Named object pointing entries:
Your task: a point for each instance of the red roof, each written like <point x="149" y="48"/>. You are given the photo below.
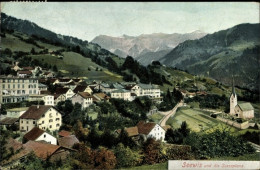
<point x="35" y="112"/>
<point x="80" y="88"/>
<point x="61" y="90"/>
<point x="145" y="128"/>
<point x="41" y="150"/>
<point x="68" y="141"/>
<point x="64" y="133"/>
<point x="24" y="72"/>
<point x="33" y="134"/>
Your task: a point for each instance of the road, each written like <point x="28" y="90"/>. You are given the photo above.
<point x="169" y="114"/>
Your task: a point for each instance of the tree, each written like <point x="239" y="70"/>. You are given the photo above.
<point x="105" y="159"/>
<point x="54" y="68"/>
<point x="126" y="157"/>
<point x="151" y="151"/>
<point x="33" y="51"/>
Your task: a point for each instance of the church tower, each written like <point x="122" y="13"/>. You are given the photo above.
<point x="233" y="100"/>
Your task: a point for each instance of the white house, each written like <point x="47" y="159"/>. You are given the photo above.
<point x="58" y="98"/>
<point x="82" y="88"/>
<point x="121" y="94"/>
<point x="66" y="91"/>
<point x="241" y="110"/>
<point x="42" y="116"/>
<point x="150" y="90"/>
<point x="151" y="129"/>
<point x="48" y="100"/>
<point x="16" y="112"/>
<point x="83" y="98"/>
<point x="37" y="134"/>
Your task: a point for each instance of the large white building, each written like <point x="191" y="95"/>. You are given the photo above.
<point x="42" y="116"/>
<point x="122" y="94"/>
<point x="15" y="89"/>
<point x="150" y="90"/>
<point x="241" y="110"/>
<point x="83" y="98"/>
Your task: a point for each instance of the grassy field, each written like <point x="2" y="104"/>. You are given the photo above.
<point x="246" y="157"/>
<point x="160" y="166"/>
<point x="15" y="44"/>
<point x="74" y="64"/>
<point x="197" y="120"/>
<point x="156" y="117"/>
<point x="93" y="115"/>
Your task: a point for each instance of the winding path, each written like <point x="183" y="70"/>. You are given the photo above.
<point x="168" y="114"/>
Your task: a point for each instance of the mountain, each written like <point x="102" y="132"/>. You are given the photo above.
<point x="32" y="29"/>
<point x="220" y="55"/>
<point x="145" y="43"/>
<point x="147" y="58"/>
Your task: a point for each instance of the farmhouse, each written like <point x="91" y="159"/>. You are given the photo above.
<point x="43" y="116"/>
<point x="37" y="134"/>
<point x="242" y="110"/>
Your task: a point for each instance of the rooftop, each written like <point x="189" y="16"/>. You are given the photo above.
<point x="33" y="134"/>
<point x="35" y="112"/>
<point x="246" y="106"/>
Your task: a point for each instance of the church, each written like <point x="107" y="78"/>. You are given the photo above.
<point x="241" y="110"/>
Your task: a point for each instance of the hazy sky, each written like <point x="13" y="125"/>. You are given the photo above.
<point x="86" y="20"/>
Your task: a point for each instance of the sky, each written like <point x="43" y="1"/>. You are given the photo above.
<point x="86" y="20"/>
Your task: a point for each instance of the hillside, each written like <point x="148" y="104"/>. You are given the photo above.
<point x="137" y="46"/>
<point x="147" y="58"/>
<point x="220" y="55"/>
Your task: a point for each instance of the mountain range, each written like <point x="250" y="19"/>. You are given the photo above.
<point x="137" y="46"/>
<point x="221" y="55"/>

* Directions: Quote everything in the listing above exactly; pictures are the only thing to omit.

* Answer for this exercise:
Your task: a point for each instance of the red roof, each written like <point x="149" y="48"/>. You are given the photo below.
<point x="35" y="112"/>
<point x="80" y="88"/>
<point x="61" y="90"/>
<point x="145" y="128"/>
<point x="41" y="150"/>
<point x="68" y="141"/>
<point x="64" y="133"/>
<point x="24" y="72"/>
<point x="33" y="134"/>
Your task: a point for each instance of the road, each written like <point x="28" y="90"/>. You are given the photo above.
<point x="169" y="114"/>
Your task: a point for each instance of the tree, each written like <point x="239" y="70"/>. You are given the photo above.
<point x="105" y="159"/>
<point x="54" y="68"/>
<point x="126" y="157"/>
<point x="151" y="151"/>
<point x="33" y="51"/>
Your task: a point for each instance of the church tower, each written like <point x="122" y="13"/>. You are given the photo above.
<point x="233" y="100"/>
Your task: a point for each instance of the white house, each written like <point x="47" y="159"/>. You are given the photo above.
<point x="58" y="98"/>
<point x="82" y="88"/>
<point x="121" y="94"/>
<point x="66" y="91"/>
<point x="241" y="110"/>
<point x="42" y="116"/>
<point x="150" y="90"/>
<point x="151" y="129"/>
<point x="48" y="100"/>
<point x="16" y="112"/>
<point x="83" y="98"/>
<point x="37" y="134"/>
Your task: a point for each instance of the large white building, each written like <point x="191" y="95"/>. You are given the photo above.
<point x="42" y="116"/>
<point x="122" y="94"/>
<point x="15" y="89"/>
<point x="150" y="90"/>
<point x="241" y="110"/>
<point x="83" y="98"/>
Your task: a point for each instance of the grassy field, each written like <point x="2" y="104"/>. You are given the photo above.
<point x="246" y="157"/>
<point x="160" y="166"/>
<point x="15" y="44"/>
<point x="74" y="64"/>
<point x="197" y="120"/>
<point x="156" y="117"/>
<point x="93" y="115"/>
Your task: a point for each instance of the winding path, each written like <point x="183" y="70"/>. You are given the photo above.
<point x="168" y="114"/>
Your task: a point for each instance of the mountain, each written like <point x="102" y="132"/>. You are given the photo above.
<point x="32" y="29"/>
<point x="220" y="55"/>
<point x="145" y="43"/>
<point x="147" y="58"/>
Your task: a point for each instance of the farmhouse, each written like <point x="91" y="159"/>. You are given the photo above.
<point x="43" y="116"/>
<point x="37" y="134"/>
<point x="242" y="110"/>
Your task: a point for each instance of the rooftop, each written like <point x="189" y="16"/>. You are given the photo above.
<point x="33" y="134"/>
<point x="35" y="112"/>
<point x="246" y="106"/>
Your task: a point for each instance of the church, each written like <point x="107" y="78"/>. You are given the photo above.
<point x="241" y="110"/>
Your task: a point for each instance of the hazy sky, each written like <point x="13" y="125"/>. You are given the photo above.
<point x="86" y="20"/>
Your task: a point for each instance of the sky, each written like <point x="43" y="1"/>. You are given the photo above.
<point x="86" y="20"/>
Your task: a point for each instance of the hillside, each written like <point x="148" y="104"/>. You are given the photo above.
<point x="137" y="46"/>
<point x="147" y="58"/>
<point x="220" y="55"/>
Your task: a point for each instance of the mountain range, each written like <point x="250" y="19"/>. You are given the photo above.
<point x="137" y="46"/>
<point x="221" y="55"/>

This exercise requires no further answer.